*EXERCISE*: Give the entries again exactly, every one of them.

*DATA SUPPLIED*:

========================================

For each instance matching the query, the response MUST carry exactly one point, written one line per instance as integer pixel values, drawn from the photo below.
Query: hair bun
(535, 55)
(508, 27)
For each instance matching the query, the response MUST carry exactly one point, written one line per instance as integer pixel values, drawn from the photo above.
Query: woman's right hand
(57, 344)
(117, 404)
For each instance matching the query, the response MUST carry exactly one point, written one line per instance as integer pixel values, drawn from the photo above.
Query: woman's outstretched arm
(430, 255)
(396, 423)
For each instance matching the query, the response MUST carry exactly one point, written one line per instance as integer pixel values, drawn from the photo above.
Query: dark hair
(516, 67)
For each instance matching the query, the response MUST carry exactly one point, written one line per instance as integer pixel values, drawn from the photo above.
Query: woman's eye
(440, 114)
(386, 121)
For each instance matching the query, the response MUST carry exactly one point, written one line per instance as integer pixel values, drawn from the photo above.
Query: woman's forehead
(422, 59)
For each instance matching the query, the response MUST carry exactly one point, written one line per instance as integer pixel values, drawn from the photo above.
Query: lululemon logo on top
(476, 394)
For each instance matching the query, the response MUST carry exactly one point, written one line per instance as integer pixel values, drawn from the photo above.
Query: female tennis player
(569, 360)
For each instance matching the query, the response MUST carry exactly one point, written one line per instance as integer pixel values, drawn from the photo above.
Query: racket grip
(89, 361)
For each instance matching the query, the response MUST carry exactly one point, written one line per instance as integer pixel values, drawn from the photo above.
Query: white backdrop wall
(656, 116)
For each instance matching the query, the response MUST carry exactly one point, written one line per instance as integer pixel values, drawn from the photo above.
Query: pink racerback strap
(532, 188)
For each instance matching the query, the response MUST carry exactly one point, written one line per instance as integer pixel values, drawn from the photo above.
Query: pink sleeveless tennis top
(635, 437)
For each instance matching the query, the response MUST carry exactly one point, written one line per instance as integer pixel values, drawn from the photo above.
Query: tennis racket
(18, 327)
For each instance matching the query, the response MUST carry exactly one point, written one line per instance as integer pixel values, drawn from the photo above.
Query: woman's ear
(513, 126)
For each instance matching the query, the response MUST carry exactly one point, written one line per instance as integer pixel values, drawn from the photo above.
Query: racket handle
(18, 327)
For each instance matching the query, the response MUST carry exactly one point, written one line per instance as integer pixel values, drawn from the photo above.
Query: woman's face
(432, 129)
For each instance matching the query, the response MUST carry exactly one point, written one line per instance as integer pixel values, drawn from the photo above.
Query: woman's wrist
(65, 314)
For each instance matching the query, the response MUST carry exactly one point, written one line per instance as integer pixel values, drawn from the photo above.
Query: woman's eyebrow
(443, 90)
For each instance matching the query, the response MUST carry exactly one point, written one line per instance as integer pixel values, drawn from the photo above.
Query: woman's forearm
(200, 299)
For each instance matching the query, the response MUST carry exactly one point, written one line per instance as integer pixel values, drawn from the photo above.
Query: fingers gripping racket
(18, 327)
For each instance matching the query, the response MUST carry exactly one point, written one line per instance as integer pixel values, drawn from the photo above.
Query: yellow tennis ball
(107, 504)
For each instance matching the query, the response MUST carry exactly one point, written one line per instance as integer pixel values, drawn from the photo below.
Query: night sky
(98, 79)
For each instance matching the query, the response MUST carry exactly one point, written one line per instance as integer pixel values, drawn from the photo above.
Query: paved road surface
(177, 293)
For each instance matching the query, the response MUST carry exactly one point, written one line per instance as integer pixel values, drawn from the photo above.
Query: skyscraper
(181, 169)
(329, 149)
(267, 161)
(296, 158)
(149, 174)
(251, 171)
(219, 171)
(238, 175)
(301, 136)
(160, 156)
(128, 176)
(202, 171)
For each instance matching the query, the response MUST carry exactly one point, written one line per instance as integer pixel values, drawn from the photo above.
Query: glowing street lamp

========================================

*EXERCISE ANSWER*:
For each instance matching the query, the response MUST carry exactly one point, written one line per instance as integer pixel values, drawn from the photo below.
Query: hair bun
(535, 55)
(508, 27)
For each instance matching the query, the response MUST carry exactly one point, written one line per instance as integer pixel values, drawn from the photo above.
Query: woman's right hand
(57, 344)
(117, 404)
For each instance matching the query, the response MUST carry exactly one point, written one line per instance as integer pixel values, drawn from the photo above.
Query: woman's outstretched arm
(430, 255)
(396, 423)
For each instance matching the query, the response MUST carry exactly one point, written one line per instance as integer pixel values, drawn from the photo above.
Query: dark hair
(516, 67)
For each instance matching the query, the response MUST carry exactly one point, written one line per instance as integer pixel values, drawn from the photo above.
Query: woman's eye
(440, 114)
(386, 121)
For each instance matching the query, the response MUST carry exactly one point, written one line per instance as integer pixel values, drawn from the photo above.
Query: woman's forehead
(422, 59)
For each instance matching the query, the response MUST carry exactly one point, written one line per instance as integer pixel values, drawn from the photo above.
Query: lululemon logo on top
(476, 394)
For each instance matching the query, the response MUST carry exactly one point, written one line per instance as integer pixel values, drawn from the photo above.
Query: female tennis player
(569, 360)
For each instance matching the query, the response MUST carry exactly one point, written one line per instance as integer pixel values, drawn from the photo above.
Query: racket grip
(89, 361)
For each instance matching the query, the response MUST carry exactly one point, written one line per instance as integer pixel values, drawn from the photo above.
Query: white backdrop wall
(656, 116)
For each instance matching the query, the response MUST carry exactly one point, written one line per instance as integer pixel values, drawn from the photo above.
Query: pink racerback strap
(532, 188)
For each instance matching the query, the response MUST carry exactly one point, written one line per instance as integer pixel values, drawn from the photo above.
Query: pink sleeveless tennis top
(635, 437)
For each instance matching the query, the response MUST carry exactly one point, written one line per instance as integer pixel values, drawn from the photo above.
Query: tennis racket
(18, 327)
For each instance matching the query, the response MUST carry exactly one point, written one line per instance as integer pixel values, drawn from the photo above.
Query: woman's ear
(513, 126)
For each instance matching the query, the response MUST carry exactly one point, written one line per instance as integer pixel values, drawn from the photo above.
Query: racket handle
(18, 327)
For each instance matching the query, the response MUST carry exactly one point, written one line per instance as integer pixel values, drawn from the photo above.
Query: woman's face
(432, 129)
For each instance matching the query, the response MUST carry exactly one point, written one line per instance as integer pixel values, drawn from the photo above.
Query: woman's wrist
(65, 314)
For each instance matching the query, the response MUST carry exactly one point, written one line per instance as integer pixel values, drawn from the photo above.
Query: woman's eyebrow
(443, 90)
For each instance matching the query, the response MUST carry exactly one point, written one line per instance as integer pixel values, drawn from the photo above.
Query: woman's forearm
(200, 299)
For each instance matching the query, the response MUST carry exactly one point, written one line per instance as integer pixel values, drawn from the photo above.
Query: fingers gripping racket
(18, 327)
For each instance matching the query, the response MUST carry exactly one point, written one line per instance as integer pixel values, drawn from the photo above.
Query: yellow tennis ball
(107, 504)
For each instance matching the query, the response MUST carry exactly one point, written one line per instance as integer pixel values, drawn from the photo below.
Query: night sky
(98, 79)
For each instance matching the query, the response MUST carry exactly one point, written one line per instance as integer pixel values, drawn from the photo above.
Query: paved road surface
(177, 293)
For each instance matching the query, the response MUST carry exactly one point, written one line per instance as integer pixel values, drawn from the photo above.
Query: skyscraper
(181, 169)
(329, 149)
(267, 161)
(296, 158)
(149, 174)
(251, 171)
(219, 171)
(238, 175)
(301, 136)
(160, 156)
(128, 176)
(202, 171)
For each instance matching the query, the response MUST carry exactly one point, written one line per instance as integer pixel values, drawn from the photo above.
Query: glowing street lamp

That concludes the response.